** Written instruction **
Reproduce each line exactly, including spacing and punctuation.

** Records for the task **
■ ■ ■ ■ ■

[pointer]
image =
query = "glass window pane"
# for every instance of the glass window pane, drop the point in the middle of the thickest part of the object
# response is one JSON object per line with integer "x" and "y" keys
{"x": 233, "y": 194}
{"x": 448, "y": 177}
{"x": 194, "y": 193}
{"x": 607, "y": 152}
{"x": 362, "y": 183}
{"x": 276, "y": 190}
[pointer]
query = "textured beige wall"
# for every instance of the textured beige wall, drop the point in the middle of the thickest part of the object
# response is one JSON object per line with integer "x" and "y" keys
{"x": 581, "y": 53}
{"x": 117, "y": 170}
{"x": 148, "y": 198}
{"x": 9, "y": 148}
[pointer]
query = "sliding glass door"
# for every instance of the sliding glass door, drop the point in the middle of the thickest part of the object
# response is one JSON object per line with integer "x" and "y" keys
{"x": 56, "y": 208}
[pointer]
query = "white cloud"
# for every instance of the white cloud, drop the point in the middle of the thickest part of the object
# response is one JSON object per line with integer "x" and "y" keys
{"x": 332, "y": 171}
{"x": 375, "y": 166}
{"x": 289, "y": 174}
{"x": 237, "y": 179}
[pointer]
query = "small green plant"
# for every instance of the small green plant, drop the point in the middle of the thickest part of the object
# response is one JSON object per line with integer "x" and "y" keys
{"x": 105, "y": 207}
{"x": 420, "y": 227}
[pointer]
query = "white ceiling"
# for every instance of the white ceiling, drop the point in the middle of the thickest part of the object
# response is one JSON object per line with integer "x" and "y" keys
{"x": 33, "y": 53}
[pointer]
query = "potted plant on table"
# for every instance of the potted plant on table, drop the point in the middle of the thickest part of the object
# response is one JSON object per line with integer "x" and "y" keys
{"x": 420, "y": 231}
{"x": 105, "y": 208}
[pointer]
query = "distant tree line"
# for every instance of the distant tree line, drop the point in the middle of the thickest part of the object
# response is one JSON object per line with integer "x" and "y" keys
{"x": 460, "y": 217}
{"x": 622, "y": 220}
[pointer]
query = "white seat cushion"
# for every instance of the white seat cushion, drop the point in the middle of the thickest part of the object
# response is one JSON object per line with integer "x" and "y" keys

■ ■ ■ ■ ■

** Expected answer **
[pointer]
image =
query = "glass window pane"
# for every instance of the glass window pane, drop the point in the middle of the thickest part of the object
# response is one JSON object per line with integer "x" and "y" keys
{"x": 233, "y": 194}
{"x": 448, "y": 177}
{"x": 194, "y": 193}
{"x": 607, "y": 152}
{"x": 362, "y": 183}
{"x": 276, "y": 190}
[pointer]
query = "textured beige wall"
# for every instance of the textured beige wall, drop the point in the middle of the thickest part of the object
# response is one JSON object per line with integer "x" and "y" keys
{"x": 581, "y": 53}
{"x": 117, "y": 170}
{"x": 148, "y": 198}
{"x": 9, "y": 148}
[pointer]
query = "sliding glass door"
# for every instance of the sliding glass door, drop the point in the middle of the thickest part of the object
# response is one JSON object per line with integer "x" and "y" keys
{"x": 56, "y": 208}
[pointer]
query = "white cloud"
# for every instance of the white cloud, drop the point in the middle of the thickest part of the object
# response is one JSON object per line with integer "x" and "y" keys
{"x": 332, "y": 171}
{"x": 375, "y": 166}
{"x": 289, "y": 174}
{"x": 237, "y": 179}
[pointer]
query = "small green plant"
# for every instance of the small green plant, drop the point in the middle of the thickest part of the object
# response is one JSON object per line with integer "x" and "y" keys
{"x": 105, "y": 207}
{"x": 420, "y": 227}
[pointer]
query = "white ceiling"
# for every instance of the white ceiling, drop the point in the middle of the thickest part of the object
# response is one JSON object per line with integer "x" and "y" keys
{"x": 33, "y": 53}
[pointer]
query = "potted plant on table"
# for every instance of the potted plant on table, drop the point in the middle of the thickest part of the object
# response is one JSON object per line with integer "x" and "y" keys
{"x": 420, "y": 231}
{"x": 105, "y": 208}
[pointer]
query = "distant tree line"
# for every instance of the distant tree line, drop the point in the middle of the thickest part of the object
# response is one JSON object per line with integer "x" and "y" keys
{"x": 460, "y": 217}
{"x": 622, "y": 220}
[pointer]
query = "white seat cushion"
# for every instance of the white seat cushion, drop the point in the middle of the thickest part of the object
# response is one JSON object per line with integer "x" and "y" keys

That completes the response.